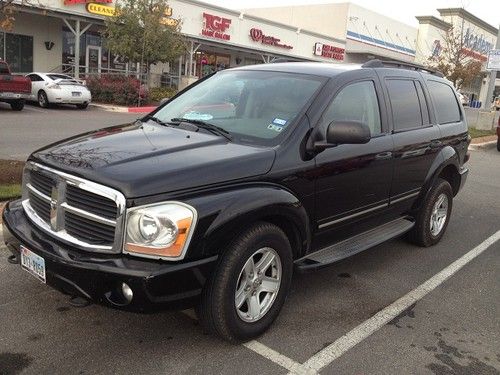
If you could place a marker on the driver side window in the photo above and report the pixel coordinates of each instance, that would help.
(355, 102)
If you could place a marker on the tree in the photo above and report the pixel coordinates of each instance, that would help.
(454, 60)
(139, 32)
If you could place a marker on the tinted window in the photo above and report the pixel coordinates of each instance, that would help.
(406, 111)
(3, 68)
(356, 102)
(445, 102)
(34, 77)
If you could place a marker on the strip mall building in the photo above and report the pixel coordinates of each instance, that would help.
(64, 35)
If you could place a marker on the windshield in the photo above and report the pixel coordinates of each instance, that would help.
(253, 106)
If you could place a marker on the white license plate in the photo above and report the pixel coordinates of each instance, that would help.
(33, 263)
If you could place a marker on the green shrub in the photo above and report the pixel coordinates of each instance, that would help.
(117, 89)
(158, 93)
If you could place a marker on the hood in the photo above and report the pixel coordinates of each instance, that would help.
(143, 159)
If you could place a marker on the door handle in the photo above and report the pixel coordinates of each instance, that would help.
(383, 155)
(436, 143)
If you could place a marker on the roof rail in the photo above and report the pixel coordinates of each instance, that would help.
(281, 59)
(376, 63)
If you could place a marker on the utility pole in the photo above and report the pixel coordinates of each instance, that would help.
(493, 76)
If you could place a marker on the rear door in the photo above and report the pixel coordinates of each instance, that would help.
(416, 138)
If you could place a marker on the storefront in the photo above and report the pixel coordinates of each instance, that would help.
(65, 36)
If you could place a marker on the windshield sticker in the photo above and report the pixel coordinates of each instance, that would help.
(275, 127)
(279, 121)
(193, 115)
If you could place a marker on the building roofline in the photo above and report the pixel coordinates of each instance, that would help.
(468, 16)
(434, 21)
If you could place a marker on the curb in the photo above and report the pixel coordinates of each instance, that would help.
(115, 108)
(482, 146)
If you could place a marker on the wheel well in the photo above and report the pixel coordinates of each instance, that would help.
(291, 231)
(450, 174)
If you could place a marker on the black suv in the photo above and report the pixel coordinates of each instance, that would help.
(215, 198)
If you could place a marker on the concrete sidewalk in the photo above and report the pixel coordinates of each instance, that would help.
(117, 108)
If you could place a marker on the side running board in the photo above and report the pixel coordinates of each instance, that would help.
(353, 245)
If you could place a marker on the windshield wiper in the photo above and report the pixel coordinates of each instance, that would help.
(205, 125)
(157, 120)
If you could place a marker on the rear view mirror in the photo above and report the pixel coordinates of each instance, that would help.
(347, 132)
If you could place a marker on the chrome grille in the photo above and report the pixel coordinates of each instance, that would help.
(74, 210)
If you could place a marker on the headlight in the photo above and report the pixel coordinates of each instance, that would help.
(161, 230)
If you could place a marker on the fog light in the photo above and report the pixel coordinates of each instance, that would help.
(127, 292)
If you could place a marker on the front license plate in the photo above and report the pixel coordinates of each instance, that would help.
(33, 263)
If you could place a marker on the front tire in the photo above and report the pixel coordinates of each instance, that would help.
(434, 216)
(43, 101)
(18, 105)
(249, 287)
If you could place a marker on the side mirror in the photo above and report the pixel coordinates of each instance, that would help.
(347, 132)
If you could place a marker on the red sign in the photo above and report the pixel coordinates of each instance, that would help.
(258, 36)
(215, 27)
(73, 2)
(331, 52)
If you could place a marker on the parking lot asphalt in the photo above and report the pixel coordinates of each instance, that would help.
(34, 127)
(452, 329)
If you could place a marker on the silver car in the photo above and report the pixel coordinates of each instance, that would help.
(57, 88)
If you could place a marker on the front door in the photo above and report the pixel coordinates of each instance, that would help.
(353, 182)
(93, 59)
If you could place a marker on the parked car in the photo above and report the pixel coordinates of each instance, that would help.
(14, 89)
(215, 200)
(496, 103)
(464, 99)
(57, 88)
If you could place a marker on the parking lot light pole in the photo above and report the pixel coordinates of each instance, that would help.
(493, 76)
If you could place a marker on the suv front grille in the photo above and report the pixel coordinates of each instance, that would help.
(74, 210)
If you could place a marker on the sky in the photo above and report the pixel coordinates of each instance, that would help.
(401, 10)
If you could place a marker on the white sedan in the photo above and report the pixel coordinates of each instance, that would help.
(57, 88)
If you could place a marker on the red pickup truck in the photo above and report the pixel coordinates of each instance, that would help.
(13, 89)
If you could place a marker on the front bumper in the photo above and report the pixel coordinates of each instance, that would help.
(98, 277)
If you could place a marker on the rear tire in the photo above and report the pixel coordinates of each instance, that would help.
(43, 101)
(18, 105)
(239, 302)
(434, 215)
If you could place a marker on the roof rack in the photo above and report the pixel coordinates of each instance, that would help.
(376, 63)
(281, 59)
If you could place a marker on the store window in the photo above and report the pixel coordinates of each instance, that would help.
(207, 63)
(17, 50)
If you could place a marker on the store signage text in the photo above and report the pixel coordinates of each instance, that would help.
(476, 43)
(73, 2)
(215, 27)
(167, 20)
(258, 36)
(102, 10)
(330, 52)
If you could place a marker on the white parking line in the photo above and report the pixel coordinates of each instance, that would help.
(278, 358)
(326, 356)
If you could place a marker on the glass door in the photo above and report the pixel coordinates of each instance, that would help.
(93, 59)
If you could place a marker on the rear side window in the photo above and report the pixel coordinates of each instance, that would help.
(356, 102)
(445, 102)
(405, 104)
(3, 68)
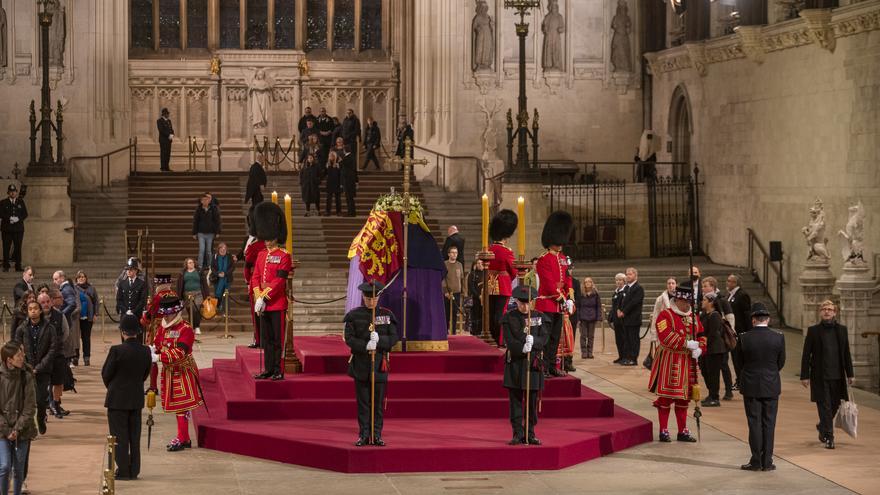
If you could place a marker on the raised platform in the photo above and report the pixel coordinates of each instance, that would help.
(445, 412)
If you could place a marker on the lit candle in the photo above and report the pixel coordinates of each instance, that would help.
(485, 222)
(521, 227)
(288, 215)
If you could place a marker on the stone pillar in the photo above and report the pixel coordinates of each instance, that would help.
(48, 218)
(856, 289)
(817, 282)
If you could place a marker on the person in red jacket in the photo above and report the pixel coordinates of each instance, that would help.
(501, 269)
(269, 286)
(555, 293)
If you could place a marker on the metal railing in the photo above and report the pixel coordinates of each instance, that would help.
(104, 162)
(763, 276)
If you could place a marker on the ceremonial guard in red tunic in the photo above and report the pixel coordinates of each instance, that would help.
(501, 269)
(674, 372)
(555, 296)
(150, 318)
(269, 287)
(172, 346)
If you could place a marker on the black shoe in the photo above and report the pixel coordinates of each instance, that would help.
(686, 437)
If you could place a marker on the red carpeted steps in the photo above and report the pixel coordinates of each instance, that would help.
(445, 412)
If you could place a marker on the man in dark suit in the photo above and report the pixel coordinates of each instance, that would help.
(826, 369)
(166, 135)
(453, 238)
(760, 356)
(124, 372)
(12, 214)
(630, 313)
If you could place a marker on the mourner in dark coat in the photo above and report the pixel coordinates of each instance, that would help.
(124, 372)
(826, 368)
(525, 333)
(760, 355)
(365, 336)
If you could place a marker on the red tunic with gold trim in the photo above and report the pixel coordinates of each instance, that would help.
(674, 371)
(180, 391)
(269, 279)
(554, 283)
(501, 270)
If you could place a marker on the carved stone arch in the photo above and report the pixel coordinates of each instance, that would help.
(681, 130)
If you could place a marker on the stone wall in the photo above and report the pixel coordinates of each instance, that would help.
(780, 115)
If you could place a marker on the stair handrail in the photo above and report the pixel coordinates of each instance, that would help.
(777, 296)
(104, 161)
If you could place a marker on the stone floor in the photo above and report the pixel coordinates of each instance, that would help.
(68, 460)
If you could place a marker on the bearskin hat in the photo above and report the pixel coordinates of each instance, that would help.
(269, 222)
(557, 229)
(503, 225)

+-------+

## What is needed
Every record above, copied exactly and without a single picture, makes up the answer.

## Solution for this task
If you could place a marker on the driver side window in the photo above and report the pixel coordinates of each instance, that would help.
(355, 102)
If you could place a marker on the tree in the photo above and report the pixel coordinates of each instance, that would help.
(454, 60)
(139, 32)
If you could place a marker on the tinted window in the photo above and report the pixel coordinates of each instance, that would help.
(406, 111)
(3, 68)
(356, 102)
(445, 102)
(34, 77)
If you could place a marker on the strip mall building in the photo above and report the pixel coordinates of each instance, that would help.
(64, 35)
If you could place a marker on the windshield in the photo above and report the pixel coordinates of each instance, that would help.
(253, 106)
If you could place a marker on the white license plate in the photo above and report the pixel coordinates of each instance, that would help.
(33, 263)
If you could place a marker on the green shrub in the photo above and report the pixel coordinates of each instance, that would help.
(117, 89)
(158, 93)
If you could place a marker on the hood in the photo above and report the pixel coordinates of each instance, that would help.
(143, 159)
If you could place a marker on the door handle in the photo above and report the pixel coordinates of each instance, that would help.
(383, 155)
(436, 143)
If you could place a marker on the roof rail in the photo above and report the pixel coordinates of each instance, that would help.
(281, 59)
(376, 63)
If you could place a marker on the utility pole in the photo above and report the pixel coordinates of each instance, that would help.
(493, 76)
If you could place a marker on the rear door in the photo above and report the pixel coordinates of each instance, that would help.
(416, 138)
If you could place a marker on the storefront in the photo above and report the pixel coordinates of each instance, that would help.
(65, 36)
If you could place a marker on the windshield sticker in the photo above and report the pixel coordinates of each instance, that would help.
(275, 127)
(279, 121)
(193, 115)
If you could place a marker on the building roofline in the photo above and report the pixel coordinates of each instance, that would help.
(468, 16)
(434, 21)
If you could place a marker on the curb in the photo above and report the pixel coordinates of each instance, that would help.
(115, 108)
(482, 146)
If you could place a marker on the wheel well in the photo above and report the pixel coordinates of each instance, that would help.
(291, 231)
(450, 174)
If you could place a marker on the black suv in the photo above and report the pixel coordinates of each instance, that would help.
(215, 198)
If you could place a marker on the concrete sidewalk in the photo above and report the pixel coordinates of each instance, that would help.
(117, 108)
If you could place a marker on the side running board in the photo above and report the pixel coordinates of each instance, that would help.
(353, 245)
If you could place a marker on the windshield wiper in the photo above and report the pixel coordinates of each instance, that would help.
(205, 125)
(157, 120)
If you could place a marker on the rear view mirror in the photo above and report the pixel coordinates of each instance, that would help.
(347, 132)
If you could place a marker on the chrome grille in the photo above and report the pixel coordinates of each instance, that would help.
(74, 210)
If you could place a marker on the headlight in the photo above and report the pixel coordinates of each instance, that would help.
(161, 230)
If you could place a marker on the fog light in the photo above and report the pixel coordinates of each instance, that would help.
(127, 292)
If you could place a marker on the front license plate in the photo above and report the pixel coordinates of each instance, that would help.
(33, 263)
If you could place a marker on the front tire in the photo above and report the pixel coordinates of each instance, that would help.
(434, 216)
(43, 101)
(18, 105)
(249, 287)
If you could place a marker on the side mirror in the photo above and report the pixel coordinates of each instance, that would help.
(347, 132)
If you could place a marker on the red sign in the photo above and report the pixel coordinates of each instance, that would help.
(258, 36)
(215, 27)
(73, 2)
(331, 52)
If you could place a marker on the parking lot asphalt in the photo above and report the pixel coordinates of each instance, that would help.
(34, 127)
(452, 329)
If you could place a marker on the silver car in the photo above and report the pixel coordinates of each instance, that would help.
(57, 88)
If you could place a marker on the front door in the photo above and report the pixel coordinates of each instance, that would help.
(353, 182)
(93, 59)
If you could place a marker on the parked car in the photo above and report the pixel coordinates of each instance, that would help.
(14, 89)
(215, 200)
(496, 103)
(464, 99)
(57, 88)
If you could place a marker on the parking lot light pole in the photo above and report the pixel coordinates of each instance, that would help.
(493, 76)
If you could place a marker on the suv front grille in the photo above and report the pixel coordinates of each instance, that would help.
(74, 210)
If you could place a marker on the sky in the photo above and report the pixel coordinates of each instance, that would help.
(401, 10)
If you could place a marker on the white sedan in the photo above and report the pixel coordinates of each instance, that would help.
(57, 88)
If you could place a marker on the red pickup truck in the photo above and report the pixel coordinates of each instance, that would help.
(13, 89)
If you could place a marker on the front bumper in the photo above and report the pixel coordinates of each instance, that would help.
(98, 277)
If you could place a marker on the rear tire in the photo above and report the pixel coordinates of each instance, that would help.
(43, 101)
(18, 105)
(239, 302)
(434, 215)
If you could place a marker on the roof rack in the photo above and report the pixel coordinates of each instance, that would help.
(376, 63)
(281, 59)
If you could place a marker on the store window in the photo above and report the pixel coordinates of each instance, that would help.
(207, 63)
(17, 50)
If you could place a marker on the store signage text in the photo above and report the pixel coordinates of each instance, that would help.
(476, 43)
(73, 2)
(215, 27)
(167, 20)
(258, 36)
(102, 10)
(330, 52)
If you could place a marker on the white parking line in the photo above and report the pixel coordinates of each instance, that would help.
(278, 358)
(326, 356)
If you could place a marker on the glass door in the photo above and report the pixel coordinates of each instance, that would help.
(93, 59)
If you could place a marker on the rear side window in the photo above and report the pixel coordinates of each instance, that would help.
(356, 102)
(445, 102)
(405, 104)
(3, 68)
If you could place a marker on the raised platform in the photo above and report the pixel coordinates of each instance, that would help.
(445, 412)
If you could place a marker on the lit candle in the photo above and report the pixel coordinates of each instance, that would help.
(485, 222)
(521, 227)
(288, 215)
If you could place a marker on the stone pillar in the photo above and report the pixel coordinates of each instance, that would help.
(48, 218)
(856, 289)
(817, 282)
If you could place a marker on the person in red jacket in the photo above and report the pixel coordinates of each instance, that would help.
(501, 269)
(269, 286)
(555, 293)
If you could place a marker on the metal railing in the photo above and report the pixel coordinates of each instance, that would help.
(104, 162)
(763, 276)
If you could place a marker on the ceremonial guard in red tunic in the photo above and report the pixel coordinates of each instance, that would help.
(501, 269)
(674, 372)
(555, 296)
(150, 318)
(269, 287)
(172, 346)
If you could place a marker on the black shoe in the photo above and report the pixel coordinates of each instance, that would help.
(686, 437)
If you could place a marker on the red carpeted steps in the photo above and report the pixel coordinates of each instance, that would help.
(445, 412)
If you could place a marker on the man in dark suit in the photo above and report the pixel coordinates of each instance, that would help.
(826, 369)
(166, 135)
(453, 238)
(760, 356)
(124, 372)
(12, 214)
(630, 313)
If you could place a marker on the mourner in dark coat in the photo above and report the pixel coordinates of each instance, that would help.
(124, 372)
(826, 368)
(525, 333)
(760, 355)
(365, 336)
If you could place a marker on the red tunic with gold trim in the photo above and report the pixel coordinates of each instance, that would help.
(674, 371)
(180, 391)
(269, 279)
(554, 283)
(501, 270)
If you could place a marker on the carved stone arch in the photo above and report the pixel coordinates of each instance, that would help.
(681, 130)
If you could place a marker on the stone wall in the photo above and report the pixel coordinates of each instance, that would help.
(780, 115)
If you could place a marker on the stair handrail in the photo above and report the pixel coordinates of each instance, that would help.
(777, 296)
(104, 161)
If you could place a marker on the stone floor in the photo above and report the pixel coordinates of each instance, that would help.
(68, 460)
If you could place a marker on the bearskin hat in the photo above and report the pixel coordinates of each instance, that would help.
(269, 222)
(557, 229)
(503, 225)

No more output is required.